## Extracted material
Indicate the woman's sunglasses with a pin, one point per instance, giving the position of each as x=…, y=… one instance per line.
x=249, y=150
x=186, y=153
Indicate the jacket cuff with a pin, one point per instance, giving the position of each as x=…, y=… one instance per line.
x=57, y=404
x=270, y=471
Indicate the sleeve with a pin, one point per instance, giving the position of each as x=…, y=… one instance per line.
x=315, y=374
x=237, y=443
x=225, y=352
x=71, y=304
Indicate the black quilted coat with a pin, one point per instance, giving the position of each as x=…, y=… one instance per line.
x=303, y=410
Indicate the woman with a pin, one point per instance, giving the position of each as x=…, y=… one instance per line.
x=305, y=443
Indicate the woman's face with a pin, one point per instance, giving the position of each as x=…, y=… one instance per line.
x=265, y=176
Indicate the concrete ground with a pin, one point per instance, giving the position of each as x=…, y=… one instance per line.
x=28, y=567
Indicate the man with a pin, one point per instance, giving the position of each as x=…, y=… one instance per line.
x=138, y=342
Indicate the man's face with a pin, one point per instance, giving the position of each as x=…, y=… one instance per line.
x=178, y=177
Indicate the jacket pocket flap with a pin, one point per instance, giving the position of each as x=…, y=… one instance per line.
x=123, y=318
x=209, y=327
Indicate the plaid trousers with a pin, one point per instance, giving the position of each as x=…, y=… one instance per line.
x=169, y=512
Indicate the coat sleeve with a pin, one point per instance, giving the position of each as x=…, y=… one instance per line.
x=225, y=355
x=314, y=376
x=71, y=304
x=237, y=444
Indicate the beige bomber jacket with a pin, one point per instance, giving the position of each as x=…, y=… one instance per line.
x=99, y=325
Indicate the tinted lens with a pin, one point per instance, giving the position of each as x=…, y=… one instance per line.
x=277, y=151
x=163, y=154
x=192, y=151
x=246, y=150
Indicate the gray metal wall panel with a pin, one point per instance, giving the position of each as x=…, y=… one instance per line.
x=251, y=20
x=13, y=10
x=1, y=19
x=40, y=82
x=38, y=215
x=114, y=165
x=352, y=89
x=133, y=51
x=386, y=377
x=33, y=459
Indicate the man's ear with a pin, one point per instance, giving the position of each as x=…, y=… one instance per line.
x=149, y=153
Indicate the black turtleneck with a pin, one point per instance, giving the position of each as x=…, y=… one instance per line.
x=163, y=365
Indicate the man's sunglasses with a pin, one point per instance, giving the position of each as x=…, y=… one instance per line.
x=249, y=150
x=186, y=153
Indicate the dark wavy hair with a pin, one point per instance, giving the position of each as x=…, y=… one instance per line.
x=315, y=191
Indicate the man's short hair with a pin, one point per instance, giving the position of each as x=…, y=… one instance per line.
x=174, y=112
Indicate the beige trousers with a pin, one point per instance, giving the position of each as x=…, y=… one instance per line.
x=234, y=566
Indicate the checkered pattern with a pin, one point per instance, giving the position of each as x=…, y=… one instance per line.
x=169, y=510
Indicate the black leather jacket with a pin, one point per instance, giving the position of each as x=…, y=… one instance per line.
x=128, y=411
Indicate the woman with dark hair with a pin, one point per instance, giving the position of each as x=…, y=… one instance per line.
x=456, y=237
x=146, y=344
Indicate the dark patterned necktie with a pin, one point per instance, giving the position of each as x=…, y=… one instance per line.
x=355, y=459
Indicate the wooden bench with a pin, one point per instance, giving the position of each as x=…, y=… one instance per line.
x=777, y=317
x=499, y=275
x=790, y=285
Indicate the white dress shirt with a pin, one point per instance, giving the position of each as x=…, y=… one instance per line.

## What is asked
Repeat each record in full; every line must match exactly.

## The solution
Indicate the woman's sunglasses with a pin, one point per instance, giving the position of each as x=…, y=… one instance per line.
x=249, y=150
x=186, y=153
Indicate the jacket cuff with a pin, one point per instance, giving the position of each as x=…, y=… one instance per line.
x=57, y=404
x=270, y=471
Indicate the sleeve with a pin, one point per instance, giving the position of each as x=…, y=… one instance per line.
x=315, y=374
x=237, y=443
x=225, y=352
x=71, y=304
Indicate the black quilted coat with a pin, one point per instance, giving the position of each as x=…, y=… one instance per line.
x=303, y=410
Indicate the woman with a pin, one point per instance, giving the position of each as x=…, y=… one instance per line.
x=305, y=443
Indicate the woman's face with a pin, one point per instance, giving the position of each as x=…, y=… one instance per line.
x=265, y=176
Indicate the concrete ground with a pin, one point per instance, giving the position of each as x=…, y=… one instance per line.
x=28, y=567
Indicate the man with a pin, one point per instance, giving the position of each as x=…, y=… one instance per line.
x=138, y=342
Indicate the man's face with a pin, one point per instance, giving the position of each as x=…, y=… one instance per line.
x=178, y=177
Indicate the jacket pocket flap with a pin, one point per instance, giving the position of each as x=…, y=… one instance per line.
x=123, y=318
x=209, y=327
Indicate the plaid trousers with a pin, one point per instance, giving the position of each as x=…, y=… one instance per line.
x=169, y=512
Indicate the coat sleeve with a pin, one point per instance, giving the position of each as x=…, y=… one instance per line.
x=225, y=355
x=314, y=376
x=71, y=304
x=237, y=444
Indicate the beige bomber jacket with a pin, one point per instance, giving the position of each as x=…, y=… one instance per line.
x=99, y=325
Indicate the tinted lens with a pin, one point per instance, giving the position of each as x=…, y=… one instance per line.
x=277, y=151
x=163, y=154
x=192, y=151
x=246, y=150
Indicate the gray metal wall panel with a pin, one point per instance, giving the position of each as x=…, y=… one instance per line.
x=251, y=20
x=13, y=10
x=1, y=19
x=40, y=82
x=38, y=215
x=114, y=165
x=352, y=89
x=133, y=51
x=386, y=377
x=33, y=459
Indicate the man's ear with a pin, one point per instance, giving the position of each as x=…, y=… one instance per line.
x=149, y=153
Indicate the black turtleneck with a pin, one point per instance, giving the position of each as x=…, y=… one instance per line.
x=163, y=365
Indicate the man's sunglasses with a pin, one point per instance, giving the position of each as x=…, y=… one instance per line.
x=249, y=150
x=186, y=153
Indicate the dark wavy hair with a pin, one point per instance, giving the position of each as x=…, y=… one instance per line.
x=315, y=191
Indicate the man's short hair with a pin, one point per instance, giving the position of each as x=…, y=… one instance per line.
x=174, y=112
Indicate the beige trousers with a pin, one point per instance, giving the position of each as x=…, y=… one instance per line.
x=234, y=566
Indicate the checkered pattern with a pin, one point per instance, giving the position of each as x=…, y=… one instance per line.
x=169, y=510
Indicate the black leather jacket with a pin, one point per instance, giving the position of each as x=…, y=… one instance per line.
x=128, y=411
Indicate the woman with dark hair with a pin, one point per instance, giving the position of each as x=…, y=… one instance per line.
x=456, y=237
x=146, y=344
Indicate the dark patterned necktie with a pin, one point per instance, giving the position of each as x=…, y=… one instance per line.
x=355, y=459
Indicate the wooden bench with a pin, one point per instance, giving the position of each as x=…, y=… one instance per line.
x=777, y=317
x=499, y=275
x=790, y=285
Indicate the white dress shirt with a pin, one point per instance, giving the position of each as x=…, y=… one instance per line.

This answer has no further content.